• DOCUMENTO
L’israelita Costanza Sermoneta in Di Castro, abitante in Roma in via Ottaviano n.[...], con esposto al Commissario per le sanzioni contro il fascismo denunziò in data 15 settembre 1944 N. Carmelo, avente negozio in via Ottaviano […], per collaborazionismo col tedesco invasore. Premesso che il N., quale fascista accanito, il 25 luglio 1943 era stato bastonato da antifascisti ed aveva avuto danni alle vetrine del suo negozio ad opera degli stessi, narrò che successivamente, spalleggiato dai sui compari di palazzo Braschi, aveva iniziato una accanita campagna contro gli ebrei esponendo nel suo negozio specialmente nei giorni festivi giornali e manifestini con figure grottesche, offensive per essi ebrei; che aveva minacciato a mano armata di rivoltella il di lei fratellastro Umberto Spizzichino; che durante il periodo di occupazione nazista, come ella aveva visto stando dietro le persiane dell’appartamento di via Ottaviano 25, soprastante al negozio del N., nel quale appartamento ella aveva vissuto segregata per sottrarsi alle razzie tedesche, il medesimo riceveva ogni mattina nel suo negozio due militari tedeschi, ai quali, nell’atto di accompagnarli alla autovettura, indicava qualche negozio di ebrei. Aggiunse che fu costretta ad allontanarsi dal luogo dove erasi tenuta nascosta e dopo di ciò erano stati saccheggiati parecchi negozi di ebrei e la sua casa ed erano stati deportati il figlio Giorgio Di Castro ed il fratellastro Umberto Spizzichino. Ed indicò a testi, quanto all’imputazione di stampe antiebraiche tali Cristiano [ill.] abitante in via Ottaviano, tale Bandini, direttore del negozio di confezioni “La Camense” ed i proprietari del bar posto sulla stessa via al n.17, e quanto alla minaccia in danno del suo fratellastro tale [ill.] esercente latteria in detta via, ed il figlio di lei commesso a nome Pietro.

La pubblica sicurezza, interessata per le indagini, con rapporto 29 dicembre 1944, mentre confermava che il N., sebbene iscritto al fascio solo dal 29 ottobre 1932, erasi dimostrato un fascista accanito al punto che pel questo suo accanimento era stato, alla data del 25 luglio 1943, bastonato da elementi estremisti ed aveva visto danneggiato il suo negozio, consistente in un bar, ad opera degli stessi, ed erasi altresì dimostrato convinto antisemita, tanto vero che durante il periodo nazifascista aveva esposto scritti e manifesti ostili sulla vetrina dell’esercizio, tenne a far presente che nulla era risultato circa i pretesi rapporti politici fra il denunziato con elementi del Pollastrini e che non era stato possibile raccogliere sicuri elementi circa la minaccia in danno dello Spizzichino, non essendo stato l’episodio confermato dai testimoni, indicati dalla denunziante al riguardo, e circa i pretesi rapporti tra esso denunziato e all’appartenente alla banda Pollastrini, Di Paola Francesco, indicato nella denunzia.

• CONTENUTO DEL DATASET
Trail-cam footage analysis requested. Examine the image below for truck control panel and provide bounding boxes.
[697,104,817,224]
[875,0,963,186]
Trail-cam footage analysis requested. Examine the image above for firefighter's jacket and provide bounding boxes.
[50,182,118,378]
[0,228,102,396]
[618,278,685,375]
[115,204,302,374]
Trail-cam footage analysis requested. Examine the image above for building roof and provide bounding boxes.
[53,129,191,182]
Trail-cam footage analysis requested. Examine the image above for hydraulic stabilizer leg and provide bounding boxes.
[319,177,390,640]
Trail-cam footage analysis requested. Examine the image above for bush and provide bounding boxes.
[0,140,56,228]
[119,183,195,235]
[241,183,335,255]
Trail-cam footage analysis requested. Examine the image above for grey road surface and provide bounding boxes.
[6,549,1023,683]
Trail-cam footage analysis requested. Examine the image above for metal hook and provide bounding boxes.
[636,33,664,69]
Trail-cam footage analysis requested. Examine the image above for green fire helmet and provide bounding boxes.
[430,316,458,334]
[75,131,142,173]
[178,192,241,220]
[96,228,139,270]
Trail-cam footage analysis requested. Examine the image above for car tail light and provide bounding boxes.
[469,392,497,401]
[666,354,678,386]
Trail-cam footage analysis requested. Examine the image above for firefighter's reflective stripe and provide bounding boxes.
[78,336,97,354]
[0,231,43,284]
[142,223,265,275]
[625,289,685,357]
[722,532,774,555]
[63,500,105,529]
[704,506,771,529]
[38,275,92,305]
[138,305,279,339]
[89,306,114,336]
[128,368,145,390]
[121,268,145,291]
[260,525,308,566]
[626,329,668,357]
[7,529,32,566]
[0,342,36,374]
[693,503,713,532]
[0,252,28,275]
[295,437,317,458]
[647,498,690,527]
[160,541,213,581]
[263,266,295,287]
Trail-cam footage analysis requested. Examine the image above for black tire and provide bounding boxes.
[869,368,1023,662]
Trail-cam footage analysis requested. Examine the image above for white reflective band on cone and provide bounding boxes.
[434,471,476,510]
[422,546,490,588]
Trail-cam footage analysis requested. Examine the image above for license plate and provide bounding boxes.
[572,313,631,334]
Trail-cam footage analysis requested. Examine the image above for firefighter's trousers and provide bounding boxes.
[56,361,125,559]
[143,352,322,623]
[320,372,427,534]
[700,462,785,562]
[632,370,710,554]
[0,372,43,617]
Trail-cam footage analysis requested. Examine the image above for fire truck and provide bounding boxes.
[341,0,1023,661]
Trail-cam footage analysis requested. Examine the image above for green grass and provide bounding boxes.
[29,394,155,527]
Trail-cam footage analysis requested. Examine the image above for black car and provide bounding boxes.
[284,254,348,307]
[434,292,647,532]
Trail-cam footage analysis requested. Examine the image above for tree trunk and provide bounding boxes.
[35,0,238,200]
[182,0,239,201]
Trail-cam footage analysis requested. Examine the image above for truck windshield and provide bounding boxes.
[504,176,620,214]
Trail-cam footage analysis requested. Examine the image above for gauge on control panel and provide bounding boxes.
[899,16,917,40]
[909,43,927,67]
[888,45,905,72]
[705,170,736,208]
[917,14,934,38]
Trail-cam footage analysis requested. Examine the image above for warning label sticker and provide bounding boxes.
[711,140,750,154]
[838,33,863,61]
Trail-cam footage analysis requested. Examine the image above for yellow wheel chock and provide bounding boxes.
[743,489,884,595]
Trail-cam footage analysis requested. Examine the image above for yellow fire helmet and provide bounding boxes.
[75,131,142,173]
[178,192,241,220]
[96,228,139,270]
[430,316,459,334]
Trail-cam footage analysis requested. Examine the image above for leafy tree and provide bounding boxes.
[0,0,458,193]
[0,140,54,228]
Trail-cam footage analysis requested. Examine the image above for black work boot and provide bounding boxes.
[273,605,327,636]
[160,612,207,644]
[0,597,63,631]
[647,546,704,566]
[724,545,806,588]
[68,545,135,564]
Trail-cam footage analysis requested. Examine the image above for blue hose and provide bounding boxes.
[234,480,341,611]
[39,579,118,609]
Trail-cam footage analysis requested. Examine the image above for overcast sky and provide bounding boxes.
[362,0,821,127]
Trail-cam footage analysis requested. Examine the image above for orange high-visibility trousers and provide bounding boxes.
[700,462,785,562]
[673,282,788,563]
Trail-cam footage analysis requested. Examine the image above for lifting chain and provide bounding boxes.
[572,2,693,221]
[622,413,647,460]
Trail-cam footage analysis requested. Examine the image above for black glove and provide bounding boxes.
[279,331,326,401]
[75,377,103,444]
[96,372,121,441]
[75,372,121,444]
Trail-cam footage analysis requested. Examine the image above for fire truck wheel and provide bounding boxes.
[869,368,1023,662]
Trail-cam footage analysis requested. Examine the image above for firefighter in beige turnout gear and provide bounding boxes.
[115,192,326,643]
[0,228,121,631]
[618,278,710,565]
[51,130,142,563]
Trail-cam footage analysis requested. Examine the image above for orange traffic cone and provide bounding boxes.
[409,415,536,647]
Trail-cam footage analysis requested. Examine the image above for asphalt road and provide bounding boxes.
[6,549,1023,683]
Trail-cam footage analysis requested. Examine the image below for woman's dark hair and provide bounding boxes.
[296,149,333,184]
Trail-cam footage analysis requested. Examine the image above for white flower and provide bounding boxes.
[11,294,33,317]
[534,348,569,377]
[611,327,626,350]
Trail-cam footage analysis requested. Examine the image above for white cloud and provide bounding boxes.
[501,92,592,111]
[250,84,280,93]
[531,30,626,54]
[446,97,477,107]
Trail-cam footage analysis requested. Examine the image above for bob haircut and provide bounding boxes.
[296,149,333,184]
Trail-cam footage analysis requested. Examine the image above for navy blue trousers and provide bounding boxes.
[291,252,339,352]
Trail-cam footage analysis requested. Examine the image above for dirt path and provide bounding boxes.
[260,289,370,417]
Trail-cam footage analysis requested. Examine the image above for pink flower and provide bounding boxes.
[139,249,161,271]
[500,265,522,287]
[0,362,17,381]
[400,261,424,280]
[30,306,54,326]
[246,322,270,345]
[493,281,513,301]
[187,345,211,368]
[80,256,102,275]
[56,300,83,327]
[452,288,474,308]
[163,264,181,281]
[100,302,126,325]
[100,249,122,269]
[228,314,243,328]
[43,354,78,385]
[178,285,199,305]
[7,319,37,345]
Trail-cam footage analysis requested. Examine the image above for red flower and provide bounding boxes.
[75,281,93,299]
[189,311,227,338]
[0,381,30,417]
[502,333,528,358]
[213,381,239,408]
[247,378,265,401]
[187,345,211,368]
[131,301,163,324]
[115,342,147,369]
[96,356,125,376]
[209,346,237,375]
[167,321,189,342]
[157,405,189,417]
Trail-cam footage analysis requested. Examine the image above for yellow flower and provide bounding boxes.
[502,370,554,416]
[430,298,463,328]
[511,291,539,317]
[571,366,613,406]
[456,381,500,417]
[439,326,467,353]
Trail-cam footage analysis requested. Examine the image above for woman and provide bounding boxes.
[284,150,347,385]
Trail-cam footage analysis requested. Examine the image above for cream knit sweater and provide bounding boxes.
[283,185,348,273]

• CONSEGNE
(a) Nel documento sulla denuncia contro N. Carmelo, da quale data risulta che costui fosse iscritto al fascio?
(b) Prosegui il documento sulla denuncia contro N. Carmelo, riprendendo subito dopo l'ultima frase riportata.

• RISPOSTE
(a) Dal 29 ottobre 1932.

(b)
Il N., interrogato dal giudice istruttore con mandato di comparizione, mentre ammise di essere stato iscritto al fascio dall’ottobre 1932 e di essere stato, perché tale, aggredito e malmenato dopo il 25 luglio 1943 ed ammise altresì di avere esposto sulle sue vetrine quotidiani e frasi fasciste, spiegando di avere ciò fatto a fini commerciali, cioè, per attirare maggior numero di clienti, negò di avere avuto rapporti con militari tedeschi delle SS e con i fascisti del Pollastrini e di avere minacciato il fratellastro della denunziante. Portato a giudizio di questa Corte con citazione diretta per rispondere di collaborazionismo politico col nemico, l’imputato, benché colpito da mandato di cattura, non si è costituito in carcere, restando in tal modo contumace nel dibattimento odierno, svoltosi a suo carico.

Diritto

Secondo la denunzia della Sermoneta l’imputato avrebbe, durante l’occupazione nazista della città di Roma, collaborato col nemico invasore nell’opera di sterminio della razza ebraica, facendo all’uopo propaganda contro gli ebrei col tenere affisso nel suo esercizio di bar figure oscene e grottesche, [ill.] in dileggio gli ebrei, e coll’indicare a militari tedeschi delle SS, che abitualmente di mattina facevano capo nel suo esercizio, i negozi appartenenti ad ebrei, posti in via Ottaviano, i quali negozi venivano di poi saccheggiati. Inoltre il medesimo avrebbe avuto continui contatti con i fascisti di palazzo Braschi ed avrebbe minacciato con rivoltella Spizzichino Umberto, fratellastro di essa denunziante, il quale, a seguito di delazione da parte di persona rimasta sconosciuto, fu poi deportato ed è a ritenersi sia morto, perché non ancora è stato rintracciato.

Osserva la Corte che nessuno di tali addebiti ha avuto al dibattimento conforto di prova, sulla quale possa adagiarsi una sentenza affermativa della responsabilità del N..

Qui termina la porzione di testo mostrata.